**Exercise directions**
Please reproduce the entries that follow, keeping each word intact.

**Stored data**
- Opening Delimiter -

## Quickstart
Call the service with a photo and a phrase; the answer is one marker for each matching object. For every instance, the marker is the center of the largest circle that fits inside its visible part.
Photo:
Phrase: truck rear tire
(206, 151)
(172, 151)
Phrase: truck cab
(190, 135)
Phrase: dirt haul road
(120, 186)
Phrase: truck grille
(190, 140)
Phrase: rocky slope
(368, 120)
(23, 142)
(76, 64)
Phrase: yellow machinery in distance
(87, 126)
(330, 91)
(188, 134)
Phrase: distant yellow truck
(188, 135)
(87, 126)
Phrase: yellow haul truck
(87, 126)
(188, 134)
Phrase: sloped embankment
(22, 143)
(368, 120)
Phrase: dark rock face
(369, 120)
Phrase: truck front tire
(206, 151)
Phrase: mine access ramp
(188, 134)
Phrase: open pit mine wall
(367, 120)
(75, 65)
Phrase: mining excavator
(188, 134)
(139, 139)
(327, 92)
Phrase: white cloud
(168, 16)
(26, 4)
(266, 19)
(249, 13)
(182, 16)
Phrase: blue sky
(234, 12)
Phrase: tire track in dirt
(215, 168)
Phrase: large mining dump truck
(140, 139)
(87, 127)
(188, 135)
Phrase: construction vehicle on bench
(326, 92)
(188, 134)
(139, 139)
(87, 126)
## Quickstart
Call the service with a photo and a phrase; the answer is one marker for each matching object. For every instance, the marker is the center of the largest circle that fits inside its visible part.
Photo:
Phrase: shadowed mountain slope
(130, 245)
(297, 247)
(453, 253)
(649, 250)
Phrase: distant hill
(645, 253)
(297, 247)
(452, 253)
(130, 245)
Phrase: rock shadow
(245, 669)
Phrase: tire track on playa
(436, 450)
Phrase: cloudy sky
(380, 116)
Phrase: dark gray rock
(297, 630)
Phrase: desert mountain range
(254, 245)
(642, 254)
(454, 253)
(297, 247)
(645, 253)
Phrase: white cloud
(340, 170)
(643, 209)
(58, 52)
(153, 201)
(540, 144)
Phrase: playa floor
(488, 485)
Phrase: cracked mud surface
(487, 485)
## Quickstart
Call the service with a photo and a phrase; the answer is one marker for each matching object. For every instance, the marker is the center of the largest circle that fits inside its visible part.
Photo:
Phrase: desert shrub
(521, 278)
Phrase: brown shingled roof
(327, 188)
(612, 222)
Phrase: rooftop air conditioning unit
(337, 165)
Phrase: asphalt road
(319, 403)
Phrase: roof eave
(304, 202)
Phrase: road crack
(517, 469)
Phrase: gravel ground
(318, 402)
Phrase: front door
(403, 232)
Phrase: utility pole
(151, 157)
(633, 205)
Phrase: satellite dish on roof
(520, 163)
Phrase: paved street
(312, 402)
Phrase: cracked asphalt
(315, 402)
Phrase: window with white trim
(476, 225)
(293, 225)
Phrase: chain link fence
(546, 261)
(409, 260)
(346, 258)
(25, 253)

- Closing Delimiter -

**Task solution**
## Quickstart
Call the service with a photo and a phrase; the answer is one marker for each matching object. For every instance, the marker is the center of the largest circle that fits inside its visible part.
Photo:
Phrase: truck rear tire
(206, 151)
(172, 151)
Phrase: truck cab
(190, 135)
Phrase: dirt haul road
(120, 186)
Phrase: truck grille
(190, 140)
Phrase: rocky slope
(368, 120)
(23, 142)
(76, 64)
Phrase: yellow machinery in distance
(87, 126)
(330, 91)
(188, 134)
Phrase: distant yellow truck
(188, 135)
(87, 126)
Phrase: yellow haul truck
(87, 126)
(188, 134)
Phrase: sloped embankment
(22, 143)
(368, 120)
Phrase: dark rock face
(369, 120)
Phrase: truck front tire
(206, 151)
Phrase: mine access ramp
(188, 134)
Phrase: open pit mine wall
(367, 120)
(75, 65)
Phrase: mining excavator
(188, 134)
(139, 139)
(327, 92)
Phrase: white cloud
(168, 16)
(26, 4)
(266, 19)
(249, 13)
(182, 16)
Phrase: blue sky
(234, 12)
Phrase: tire track in dirt
(215, 168)
Phrase: large mining dump truck
(140, 139)
(87, 127)
(188, 135)
Phrase: construction vehicle on bench
(326, 92)
(188, 134)
(139, 139)
(87, 126)
## Quickstart
Call the service with a photo and a phrase; the answer is one marker for each matching object. For every instance, the marker is the center of the largest circle that fits inside its visible part.
Photo:
Phrase: shadowed mountain slope
(130, 245)
(297, 247)
(453, 253)
(649, 250)
Phrase: distant hill
(645, 253)
(297, 247)
(452, 253)
(130, 245)
Phrase: rock shadow
(245, 669)
Phrase: tire track on playa
(436, 450)
Phrase: cloudy sky
(380, 116)
Phrase: dark gray rock
(297, 630)
Phrase: desert mountain range
(254, 245)
(642, 254)
(454, 253)
(297, 247)
(645, 253)
Phrase: white cloud
(340, 170)
(643, 209)
(58, 52)
(153, 201)
(540, 144)
Phrase: playa floor
(488, 485)
Phrase: cracked mud surface
(487, 485)
## Quickstart
Call the service with a photo and a phrase; the answer is one marker for each matching object. For every instance, the marker is the center of the largest circle that fits inside its visible part.
Photo:
Phrase: desert shrub
(521, 278)
Phrase: brown shingled roof
(327, 188)
(612, 222)
Phrase: rooftop air conditioning unit
(337, 165)
Phrase: asphalt road
(319, 403)
Phrase: roof eave
(304, 202)
Phrase: road crack
(517, 469)
Phrase: gravel ground
(318, 402)
Phrase: front door
(403, 232)
Phrase: utility pole
(151, 157)
(633, 205)
Phrase: satellite dish on roof
(520, 163)
Phrase: paved street
(312, 402)
Phrase: cracked asphalt
(315, 402)
Phrase: window with white trim
(476, 225)
(293, 225)
Phrase: chain link fence
(546, 261)
(409, 260)
(346, 258)
(25, 253)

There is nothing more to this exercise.